Two years into a new framework that was supposed to overhaul how the Federal Reserve conducts monetary policy, the central bank is struggling to tame the one thing it didn’t envisage in its revamp: inflation running way above its target.
Unveiled at the Fed’s Jackson Hole forum in August of 2020, after an 18-month review, the new approach was aimed at a specific peril: How to beat the weak inflation that had long dogged central bankers.
As policy makers return to their retreat in Wyoming’s Grand Teton mountains faced with the hottest inflation in almost 40 years, that problem is a distant memory, posing questions for the framework’s future.
But at the time — when the unemployment rate was 10.2% and annual inflation just 1% in July of that year — it was very real.
Tepid inflation and low neutral rates, which refers to rates that neither spur nor slow the economy, left officials little room to stimulate growth when the economy takes a hit.
‘Broad and Inclusive’
Policy makers emerged from their study, which included a nationwide public listening tour, and adopted an approach that welcomed above-target inflation for some time and strove for maximum employment that is both “broad and inclusive.”
Against the backdrop of the pandemic and a summer of racial reckoning across the US, it was a sharp departure from the Fed’s previous approach of pre-emptively hiking rates in anticipation of higher inflation.
Fast forward — amid criticism they badly missed the inflation threat — and officials now face doubts about the framework, which the Fed has committed to review every five years, including whether it’s time to return to a more traditional approach.
“In the long run, economists and others will probably look at the framework they adopted in August 2020 as having some pretty severe shortcomings,” said Andrew Levin, a former Fed adviser and a professor at Dartmouth College. “Probably the most important one is that they really were focused on fighting the last war — there’s just no question about it.”
Officials, as they take stock, will find clear lessons of how policy should be implemented and how much flexibility they should preserve to shift course when the world changes.
Too Soon to Know
Back in August 2020, they feared a prolonged period of economic weakness as the country battled Covid-19. The low inflation challenge of past decades seemed likely to persist.
But by early the following year, prices had taken a nasty turn and by the fall it became clear the increases were more broad-based and persistent. Officials then faced a reality that seemed far-fetched when the framework was conceived: Inflation running significantly above the Fed’s 2% target.

◆ ◆ ◆ ◆ ◆ ◆ ◆

▸ **PROBLEM 1**
Answer these questions from the article about the Federal Reserve's policy framework:
(a) How long was the review that preceded the new approach?
(b) How often has the Fed committed to review the framework?
(c) What positions does the article give for Andrew Levin?
▸ **PROBLEM 2**
Transcribe the part of the article about the Federal Reserve's policy framework that begins at the words "Tepid inflation and" and ends after the words "more traditional approach.".
▸ **PROBLEM 3**
Go on with the article about the Federal Reserve's policy framework from its last sentence.
The material after the article about the Federal Reserve's policy framework is not needed.

◆ ◆ ◆ ◆ ◆ ◆ ◆

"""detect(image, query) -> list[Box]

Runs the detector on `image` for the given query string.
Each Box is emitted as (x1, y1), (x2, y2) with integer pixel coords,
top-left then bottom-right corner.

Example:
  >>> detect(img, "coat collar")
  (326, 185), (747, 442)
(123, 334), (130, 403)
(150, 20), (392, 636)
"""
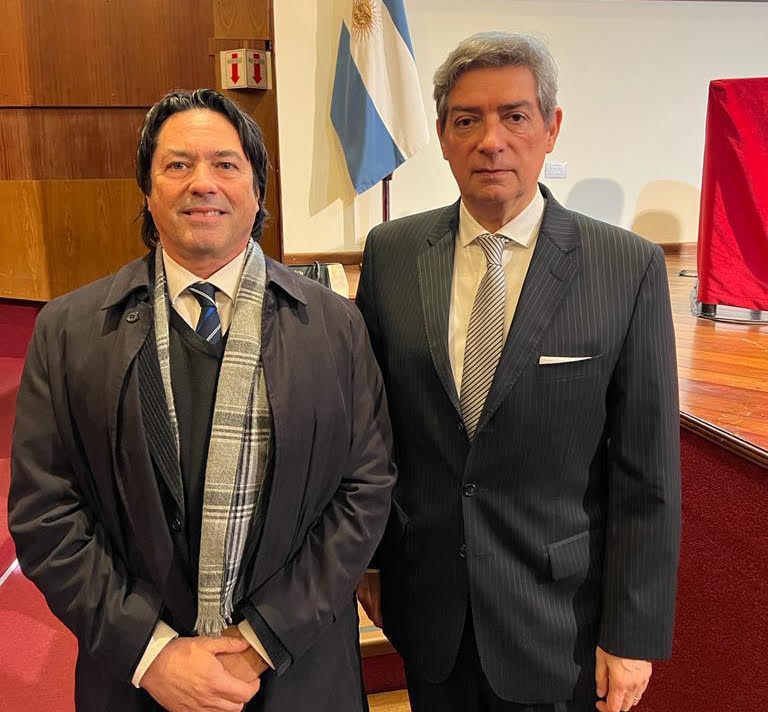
(101, 248), (308, 310)
(266, 257), (307, 306)
(101, 251), (155, 310)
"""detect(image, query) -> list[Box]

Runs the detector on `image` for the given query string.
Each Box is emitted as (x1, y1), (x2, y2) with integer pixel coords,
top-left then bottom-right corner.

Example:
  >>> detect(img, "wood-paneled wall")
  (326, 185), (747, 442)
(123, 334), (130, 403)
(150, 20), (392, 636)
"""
(0, 0), (282, 300)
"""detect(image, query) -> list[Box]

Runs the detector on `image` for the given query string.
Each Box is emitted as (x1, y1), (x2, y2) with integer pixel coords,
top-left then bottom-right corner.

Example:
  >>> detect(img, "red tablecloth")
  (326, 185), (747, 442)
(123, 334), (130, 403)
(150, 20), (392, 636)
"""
(698, 78), (768, 310)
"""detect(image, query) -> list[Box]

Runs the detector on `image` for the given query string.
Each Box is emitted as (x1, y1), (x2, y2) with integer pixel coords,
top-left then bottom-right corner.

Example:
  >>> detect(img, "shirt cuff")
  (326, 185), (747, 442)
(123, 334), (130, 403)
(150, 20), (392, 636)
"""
(131, 621), (179, 687)
(242, 621), (275, 670)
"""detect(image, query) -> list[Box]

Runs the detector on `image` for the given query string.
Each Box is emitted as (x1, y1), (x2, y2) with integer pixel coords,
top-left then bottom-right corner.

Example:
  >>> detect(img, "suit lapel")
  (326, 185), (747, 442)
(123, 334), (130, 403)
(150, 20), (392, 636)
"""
(417, 202), (461, 413)
(478, 186), (581, 431)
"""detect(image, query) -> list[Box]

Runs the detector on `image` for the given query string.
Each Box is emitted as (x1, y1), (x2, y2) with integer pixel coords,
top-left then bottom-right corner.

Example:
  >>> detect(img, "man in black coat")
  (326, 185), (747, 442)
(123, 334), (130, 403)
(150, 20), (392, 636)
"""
(357, 33), (680, 712)
(9, 90), (395, 712)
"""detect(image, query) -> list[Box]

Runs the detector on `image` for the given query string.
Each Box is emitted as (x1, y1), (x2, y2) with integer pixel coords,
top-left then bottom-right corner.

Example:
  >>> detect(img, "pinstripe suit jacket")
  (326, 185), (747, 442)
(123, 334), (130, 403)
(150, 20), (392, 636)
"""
(358, 186), (680, 703)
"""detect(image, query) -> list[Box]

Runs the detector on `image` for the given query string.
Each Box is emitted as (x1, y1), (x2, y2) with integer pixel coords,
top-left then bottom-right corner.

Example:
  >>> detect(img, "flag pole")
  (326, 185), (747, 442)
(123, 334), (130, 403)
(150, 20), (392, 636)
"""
(381, 173), (392, 222)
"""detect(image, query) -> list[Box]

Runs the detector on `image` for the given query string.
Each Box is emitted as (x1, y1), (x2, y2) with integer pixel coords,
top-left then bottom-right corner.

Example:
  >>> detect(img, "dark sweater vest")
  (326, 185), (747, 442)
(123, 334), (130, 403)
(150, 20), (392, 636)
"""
(168, 309), (226, 584)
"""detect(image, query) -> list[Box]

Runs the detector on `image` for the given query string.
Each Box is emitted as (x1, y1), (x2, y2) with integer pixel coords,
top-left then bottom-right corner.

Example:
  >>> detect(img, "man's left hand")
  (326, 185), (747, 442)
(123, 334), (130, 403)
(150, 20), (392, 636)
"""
(216, 625), (269, 683)
(595, 645), (653, 712)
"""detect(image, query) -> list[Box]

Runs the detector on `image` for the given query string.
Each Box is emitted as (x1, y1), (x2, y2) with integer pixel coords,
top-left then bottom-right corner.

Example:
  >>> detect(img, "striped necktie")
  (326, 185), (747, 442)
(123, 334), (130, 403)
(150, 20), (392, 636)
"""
(187, 282), (221, 344)
(459, 233), (509, 438)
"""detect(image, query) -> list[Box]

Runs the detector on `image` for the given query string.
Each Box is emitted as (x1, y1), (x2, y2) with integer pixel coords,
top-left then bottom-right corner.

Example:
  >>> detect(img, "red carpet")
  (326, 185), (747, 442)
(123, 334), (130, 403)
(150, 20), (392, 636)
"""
(0, 570), (77, 712)
(638, 430), (768, 712)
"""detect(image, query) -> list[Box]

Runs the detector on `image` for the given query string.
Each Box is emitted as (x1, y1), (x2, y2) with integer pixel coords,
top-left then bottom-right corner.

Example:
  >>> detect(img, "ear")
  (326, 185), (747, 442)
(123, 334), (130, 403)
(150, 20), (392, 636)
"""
(435, 118), (448, 161)
(547, 106), (563, 153)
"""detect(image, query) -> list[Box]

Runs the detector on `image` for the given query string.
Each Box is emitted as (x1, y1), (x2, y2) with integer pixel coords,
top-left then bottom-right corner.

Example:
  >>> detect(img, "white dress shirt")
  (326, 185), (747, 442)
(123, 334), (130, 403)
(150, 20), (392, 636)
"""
(163, 250), (245, 335)
(131, 250), (275, 687)
(448, 190), (547, 394)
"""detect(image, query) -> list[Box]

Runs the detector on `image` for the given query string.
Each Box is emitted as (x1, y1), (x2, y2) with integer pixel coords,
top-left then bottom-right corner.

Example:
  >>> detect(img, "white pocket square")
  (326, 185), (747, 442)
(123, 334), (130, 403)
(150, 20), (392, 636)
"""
(539, 356), (592, 366)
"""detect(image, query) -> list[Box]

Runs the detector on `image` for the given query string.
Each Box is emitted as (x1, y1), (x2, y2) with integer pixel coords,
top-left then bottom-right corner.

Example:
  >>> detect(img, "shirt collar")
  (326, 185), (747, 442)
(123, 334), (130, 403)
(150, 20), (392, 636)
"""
(459, 190), (547, 247)
(163, 248), (245, 304)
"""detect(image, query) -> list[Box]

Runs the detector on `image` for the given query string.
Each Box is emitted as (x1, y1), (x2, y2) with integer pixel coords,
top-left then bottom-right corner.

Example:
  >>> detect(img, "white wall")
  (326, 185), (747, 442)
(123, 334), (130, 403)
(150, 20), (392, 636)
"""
(275, 0), (768, 253)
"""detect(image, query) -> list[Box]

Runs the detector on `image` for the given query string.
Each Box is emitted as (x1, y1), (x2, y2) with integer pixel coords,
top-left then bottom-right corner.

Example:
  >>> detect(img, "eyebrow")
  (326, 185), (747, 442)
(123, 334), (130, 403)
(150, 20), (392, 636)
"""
(448, 100), (533, 114)
(163, 148), (244, 158)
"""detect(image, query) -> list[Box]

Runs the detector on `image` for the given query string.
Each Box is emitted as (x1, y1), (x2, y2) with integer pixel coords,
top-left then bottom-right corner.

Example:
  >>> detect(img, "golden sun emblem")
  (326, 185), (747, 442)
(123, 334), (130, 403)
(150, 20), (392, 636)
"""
(351, 0), (381, 41)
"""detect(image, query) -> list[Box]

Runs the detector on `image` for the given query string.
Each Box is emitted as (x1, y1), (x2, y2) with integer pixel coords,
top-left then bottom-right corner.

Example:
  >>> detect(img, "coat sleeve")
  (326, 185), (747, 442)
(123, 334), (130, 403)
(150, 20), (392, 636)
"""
(242, 305), (396, 674)
(598, 247), (680, 659)
(8, 309), (161, 680)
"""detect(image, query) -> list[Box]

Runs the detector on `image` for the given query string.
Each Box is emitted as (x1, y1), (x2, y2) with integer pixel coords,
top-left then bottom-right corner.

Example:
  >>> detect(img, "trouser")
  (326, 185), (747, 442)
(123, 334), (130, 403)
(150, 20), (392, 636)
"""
(405, 610), (594, 712)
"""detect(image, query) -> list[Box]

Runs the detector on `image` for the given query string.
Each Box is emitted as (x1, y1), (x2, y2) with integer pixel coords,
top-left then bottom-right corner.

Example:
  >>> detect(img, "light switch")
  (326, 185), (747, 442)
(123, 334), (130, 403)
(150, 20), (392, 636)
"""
(544, 161), (568, 178)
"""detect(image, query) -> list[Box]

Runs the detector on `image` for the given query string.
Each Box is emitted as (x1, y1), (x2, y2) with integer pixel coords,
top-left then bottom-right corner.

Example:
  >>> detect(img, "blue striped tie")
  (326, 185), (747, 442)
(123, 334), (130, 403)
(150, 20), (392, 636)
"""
(187, 282), (221, 344)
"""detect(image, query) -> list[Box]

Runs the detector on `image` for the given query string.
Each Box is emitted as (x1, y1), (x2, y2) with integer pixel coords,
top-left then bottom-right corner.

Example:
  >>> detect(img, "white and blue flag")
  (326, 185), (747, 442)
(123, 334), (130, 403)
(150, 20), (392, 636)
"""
(331, 0), (429, 193)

◆ ◆ ◆ ◆ ◆ ◆ ◆

▸ **OUTPUT 1**
(a) The review lasted 18 months.
(b) The Fed has committed to review it every five years.
(c) He is a former Fed adviser and a professor at Dartmouth College.

▸ **OUTPUT 2**
Tepid inflation and low neutral rates, which refers to rates that neither spur nor slow the economy, left officials little room to stimulate growth when the economy takes a hit.
‘Broad and Inclusive’
Policy makers emerged from their study, which included a nationwide public listening tour, and adopted an approach that welcomed above-target inflation for some time and strove for maximum employment that is both “broad and inclusive.”
Against the backdrop of the pandemic and a summer of racial reckoning across the US, it was a sharp departure from the Fed’s previous approach of pre-emptively hiking rates in anticipation of higher inflation.
Fast forward — amid criticism they badly missed the inflation threat — and officials now face doubts about the framework, which the Fed has committed to review every five years, including whether it’s time to return to a more traditional approach.

▸ **OUTPUT 3**
“The framework itself quickly became irrelevant,” said Ellen Meade, a research professor at Duke University who was a special adviser to former Vice Chair Richard Clarida, the Fed official tasked with overseeing the framework review.
Speaking in June at the European Central Bank’s annual forum in Sintra, Portugal, Chair Jerome Powell explained that globalization, aging demographics, technological developments and other factors were no longer doing as much to keep prices under control.
“What we don’t know is whether we’ll be going back to something that looks more like or a little bit like what we had before — we suspect it’ll be kind of a blend.” Powell said. “We’re learning to deal with it.”
That verdict is still out.
“Maybe it will come back and be relevant again, but maybe it won’t,” said Meade. “Maybe after the dust settles, it will be what looks to be a world with a somewhat higher neutral rate.”
Until they have clarity on the inflationary landscape, policy makers say the issues that slowed their response were not so much related to the framework, but the forward guidance they used to implement it.
In September 2020, Fed officials vowed to keep rates near zero until the labor market reached maximum employment and inflation hit 2% and was on track to moderately exceed 2% for some time.
In December, they followed with guidance saying they would continue purchasing $120 billion a month in bonds until “substantial further progress” was made on the Fed’s employment and price stability goals. Officials signaled they would slow and then stop the asset purchases before lifting rates.
The road map was based on the lessons from the Fed’s previous experience with unwinding emergency support. But policy makers say that in hindsight, it may have been too strict, tying their hands when inflation soared. They needed an escape clause.
“They used guidance that was very forceful in 2020 because at that time they were really worried that there would be years and years of a weak economy and inflation that would be, if anything, low,” said William English, professor at Yale School of Management and a former senior Fed economist. “And that hasn’t turned out to be the problem.”
Labor Market Murky
Another complication was the labor market. Seemingly weak employment growth in August and September 2021 made officials cautious about removing support, but revisions later revealed that job gains were stronger than initially thought.
“If we knew then what we know now, I believe the committee would have accelerated tapering and raised rates sooner,” Fed Governor Christopher Waller said in May. “But no one knew, and that’s the nature of making monetary policy in real time.
Fed officials have largely defended the framework, even while questioning if they could have applied it differently or should make future adjustments. Some are withholding judgment for now.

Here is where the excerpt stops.